#### [Aim of the task]
All of the entries should be written out again exactly.
────────────────
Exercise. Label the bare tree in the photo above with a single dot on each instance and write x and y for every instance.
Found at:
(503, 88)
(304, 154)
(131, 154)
────────────────
#### [Solved exercise]
Exercise. Label the bare tree in the photo above with a single dot on each instance and write x and y for every instance.
Found at:
(503, 88)
(304, 154)
(131, 154)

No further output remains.